<<<<

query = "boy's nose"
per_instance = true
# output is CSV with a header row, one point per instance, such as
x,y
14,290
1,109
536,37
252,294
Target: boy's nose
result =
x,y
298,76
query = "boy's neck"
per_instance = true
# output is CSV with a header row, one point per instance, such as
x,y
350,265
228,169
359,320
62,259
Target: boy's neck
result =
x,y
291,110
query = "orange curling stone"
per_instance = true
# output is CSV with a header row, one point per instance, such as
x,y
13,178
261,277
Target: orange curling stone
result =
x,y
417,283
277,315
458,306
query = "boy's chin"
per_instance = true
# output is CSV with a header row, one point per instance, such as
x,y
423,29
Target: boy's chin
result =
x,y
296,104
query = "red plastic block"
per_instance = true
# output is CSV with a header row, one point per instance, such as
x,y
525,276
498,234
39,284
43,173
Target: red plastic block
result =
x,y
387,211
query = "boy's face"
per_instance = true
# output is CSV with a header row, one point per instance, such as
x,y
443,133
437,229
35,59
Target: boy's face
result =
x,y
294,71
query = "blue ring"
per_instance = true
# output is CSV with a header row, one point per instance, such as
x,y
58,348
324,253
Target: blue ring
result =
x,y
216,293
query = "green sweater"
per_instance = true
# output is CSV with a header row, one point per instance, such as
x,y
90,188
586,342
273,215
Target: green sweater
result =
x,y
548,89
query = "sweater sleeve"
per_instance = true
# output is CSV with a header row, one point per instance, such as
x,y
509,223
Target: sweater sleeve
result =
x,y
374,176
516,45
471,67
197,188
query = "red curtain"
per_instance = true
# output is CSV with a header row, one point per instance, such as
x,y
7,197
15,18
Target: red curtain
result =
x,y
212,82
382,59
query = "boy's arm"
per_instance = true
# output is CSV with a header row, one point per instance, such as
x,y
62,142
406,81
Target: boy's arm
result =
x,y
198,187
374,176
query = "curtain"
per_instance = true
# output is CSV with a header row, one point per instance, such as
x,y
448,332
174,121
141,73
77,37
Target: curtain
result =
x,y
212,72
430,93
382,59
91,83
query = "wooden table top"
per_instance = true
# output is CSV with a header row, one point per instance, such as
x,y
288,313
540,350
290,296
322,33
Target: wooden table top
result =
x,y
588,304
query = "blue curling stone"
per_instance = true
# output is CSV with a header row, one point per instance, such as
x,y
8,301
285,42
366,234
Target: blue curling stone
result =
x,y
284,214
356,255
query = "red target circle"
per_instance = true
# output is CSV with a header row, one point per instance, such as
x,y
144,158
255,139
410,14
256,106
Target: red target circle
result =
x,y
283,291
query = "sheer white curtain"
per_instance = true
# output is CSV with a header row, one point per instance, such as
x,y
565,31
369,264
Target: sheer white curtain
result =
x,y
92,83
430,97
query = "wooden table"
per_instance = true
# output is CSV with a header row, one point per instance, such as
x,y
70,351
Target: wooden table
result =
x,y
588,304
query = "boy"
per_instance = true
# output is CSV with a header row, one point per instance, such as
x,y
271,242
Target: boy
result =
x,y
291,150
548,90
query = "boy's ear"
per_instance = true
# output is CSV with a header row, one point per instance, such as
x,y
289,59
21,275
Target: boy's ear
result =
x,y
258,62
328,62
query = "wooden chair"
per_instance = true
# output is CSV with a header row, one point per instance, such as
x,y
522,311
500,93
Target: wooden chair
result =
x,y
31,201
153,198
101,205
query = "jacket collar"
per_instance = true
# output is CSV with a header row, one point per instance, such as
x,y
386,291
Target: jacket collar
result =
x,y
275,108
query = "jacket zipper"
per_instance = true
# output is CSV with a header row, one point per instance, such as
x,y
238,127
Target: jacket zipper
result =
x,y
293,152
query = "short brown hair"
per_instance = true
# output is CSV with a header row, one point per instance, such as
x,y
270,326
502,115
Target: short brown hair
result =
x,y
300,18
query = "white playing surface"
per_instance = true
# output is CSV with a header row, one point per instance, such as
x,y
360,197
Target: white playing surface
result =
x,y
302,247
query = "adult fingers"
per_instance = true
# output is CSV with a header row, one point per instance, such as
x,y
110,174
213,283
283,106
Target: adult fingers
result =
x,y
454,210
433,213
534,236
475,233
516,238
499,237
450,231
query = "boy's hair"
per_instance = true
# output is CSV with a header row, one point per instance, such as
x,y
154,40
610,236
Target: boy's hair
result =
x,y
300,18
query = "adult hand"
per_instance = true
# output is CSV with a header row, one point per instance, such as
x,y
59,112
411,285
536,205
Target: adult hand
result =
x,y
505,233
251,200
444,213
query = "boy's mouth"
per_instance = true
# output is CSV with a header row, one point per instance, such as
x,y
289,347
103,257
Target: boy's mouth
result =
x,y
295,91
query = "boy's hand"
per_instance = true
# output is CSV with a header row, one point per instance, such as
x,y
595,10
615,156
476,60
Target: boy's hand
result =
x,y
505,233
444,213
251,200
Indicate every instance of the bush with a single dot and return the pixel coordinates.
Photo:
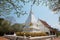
(30, 34)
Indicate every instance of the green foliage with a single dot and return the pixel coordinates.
(17, 27)
(33, 34)
(4, 25)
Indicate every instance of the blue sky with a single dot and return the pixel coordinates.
(41, 12)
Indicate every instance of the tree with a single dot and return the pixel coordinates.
(4, 26)
(53, 5)
(7, 6)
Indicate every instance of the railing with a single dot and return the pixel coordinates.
(51, 37)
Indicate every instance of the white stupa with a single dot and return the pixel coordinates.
(31, 23)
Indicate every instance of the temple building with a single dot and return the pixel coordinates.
(37, 25)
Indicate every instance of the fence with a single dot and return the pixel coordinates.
(51, 37)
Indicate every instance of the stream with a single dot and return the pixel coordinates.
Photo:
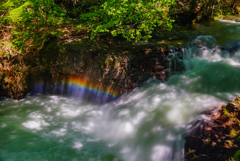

>>>>

Transcribe all of the records above line for line, with no changes, and omit the pictures.

query = "boy's nose"
per_instance = true
# output is CSV with a header row, one point per instance, such as
x,y
14,290
1,109
536,37
252,294
Target: boy's nose
result =
x,y
298,76
query = "boy's neck"
per_instance = true
# output is CSV with a header row, one point per instance, such as
x,y
350,265
228,169
359,320
62,259
Target: boy's neck
result =
x,y
291,110
query = "orange curling stone"
per_instance = true
# output is CSV with a header row, one point per instance, such as
x,y
13,178
261,277
Target: orange curling stone
result =
x,y
417,283
277,315
458,306
query = "boy's chin"
per_instance = true
# output is CSV with a header row, one point per instance, such as
x,y
423,29
Target: boy's chin
result =
x,y
296,104
query = "red plastic block"
per_instance = true
# output is CSV with a header row, one point per instance, such as
x,y
525,276
498,234
39,284
43,173
Target: red plastic block
result =
x,y
387,211
query = "boy's face"
per_instance = true
# output is CSV with a header row, one point per instance, such as
x,y
443,133
437,229
35,59
Target: boy's face
result =
x,y
294,71
query = "blue ring"
per_instance = true
# output is CSV with a header row, one point per instance, such as
x,y
58,348
324,253
Target: blue ring
result =
x,y
216,293
query = "green sweater"
per_instance = true
# output is CSV with a header row, one point per instance, such as
x,y
90,188
586,342
273,215
Target: green sweater
result =
x,y
548,89
query = "sweater sleeve"
per_instance = true
# output is CSV with a header row, one point per instance, such as
x,y
509,223
Target: sweater sleeve
result =
x,y
374,176
516,45
471,67
197,188
query = "red curtain"
per_instance = true
# output is CSV with a header row, one point per instance, such as
x,y
7,197
15,18
Target: red curtain
result =
x,y
212,82
382,59
query = "boy's arm"
per_instance = true
# output is CSV with a header row, one point per instance, such as
x,y
62,142
406,81
Target: boy's arm
result =
x,y
198,187
374,176
query = "curtain"
per_instance = true
# output is CSV with a header row, one point per instance, such as
x,y
448,332
174,121
141,73
77,37
Target: curtain
result =
x,y
212,72
430,93
382,59
91,83
query = "wooden table top"
per_instance = true
# output is CSV with a header row, one point per instance, such as
x,y
288,313
540,350
290,296
322,33
Target: wooden table top
result =
x,y
588,304
query = "blue curling stone"
per_instance = true
# output is CSV with a header row, one point per instance, such as
x,y
8,301
285,42
366,234
Target: blue curling stone
result =
x,y
284,214
356,255
query = "red target circle"
per_instance = true
# output is CSV with a header row, one point per instance, such as
x,y
144,158
255,139
410,14
256,106
Target: red target circle
result =
x,y
283,291
query = "sheer white curtain"
per_instance = true
# output is CSV with a header row, one point per instance, such as
x,y
565,31
369,264
Target: sheer white curtain
result =
x,y
92,83
430,97
query = "wooden table"
per_instance = true
# output is CSV with a header row, one point per instance, such as
x,y
70,351
Target: wooden table
result =
x,y
588,304
query = "boy"
per_instance = true
# output is CSV with a header row, one point per instance, such as
x,y
271,242
Target: boy
result =
x,y
291,150
548,90
query = "boy's ear"
per_instance = true
# output is CSV with a header row, one point per instance, such as
x,y
289,59
21,275
Target: boy's ear
result =
x,y
258,62
328,62
query = "wooden chair"
per_instance = true
# output is CSV with a header row, one point per instance, such as
x,y
522,311
500,93
Target: wooden chair
result =
x,y
31,201
153,198
101,205
query = "jacket collar"
per_instance = true
# output is CSV with a header row, one point per instance, such as
x,y
386,291
Target: jacket collar
result =
x,y
275,108
query = "jacket zipper"
per_instance = true
# output is CSV with a header row, one point per instance, such as
x,y
238,127
Target: jacket zipper
result =
x,y
293,152
query = "short brown hair"
per_instance = true
# output is CSV with a header row, one point per instance, such as
x,y
270,326
502,115
Target: short brown hair
result =
x,y
300,18
query = "white playing surface"
per_instance = true
# output is CSV with a header row, one point per instance, such as
x,y
360,197
Target: white playing surface
result =
x,y
302,247
query = "adult fingers"
per_instance = true
# output is CSV with a header row, one point per instance, such as
x,y
110,174
213,283
283,106
Target: adult fingers
result =
x,y
454,210
433,213
534,236
475,233
516,238
499,237
450,231
query = "boy's hair"
per_instance = true
# output is CSV with a header row, one point per instance, such as
x,y
154,40
610,236
Target: boy's hair
result =
x,y
300,18
query = "adult hand"
per_instance = true
# output is CSV with a header row, one point per instance, such as
x,y
59,112
411,285
536,205
Target: adult hand
result =
x,y
505,233
251,200
444,213
query = "boy's mouth"
per_instance = true
# output is CSV with a header row, one point per instance, such as
x,y
289,347
103,257
Target: boy's mouth
result =
x,y
295,91
query = "boy's hand"
per_instance = true
# output is CSV with a header row, one point per instance, such as
x,y
595,10
615,156
476,60
Target: boy's hand
result =
x,y
505,233
444,213
251,200
Indicate every instance of the bush with a single dot and return the pixel coordinates.
Photo:
(30, 34)
Indicate every instance of the green foliage with a single dot and return the pixel coordinates.
(17, 27)
(33, 34)
(4, 25)
Indicate every instance of the blue sky with a single dot and return the pixel coordinates.
(41, 12)
Indicate every instance of the tree with a single dot and return the pixel coordinates.
(4, 26)
(53, 5)
(7, 6)
Indicate every instance of the railing with a single dot and return the pixel coordinates.
(51, 37)
Indicate every instance of the white stupa with a single dot and return the pixel coordinates.
(31, 23)
Indicate every instance of the temple building with a single dot and return the pixel coordinates.
(37, 25)
Indicate every instance of the fence with a single dot and return the pixel coordinates.
(51, 37)
Indicate every instance of the stream with a single dot and return the pixel coordinates.
Photo:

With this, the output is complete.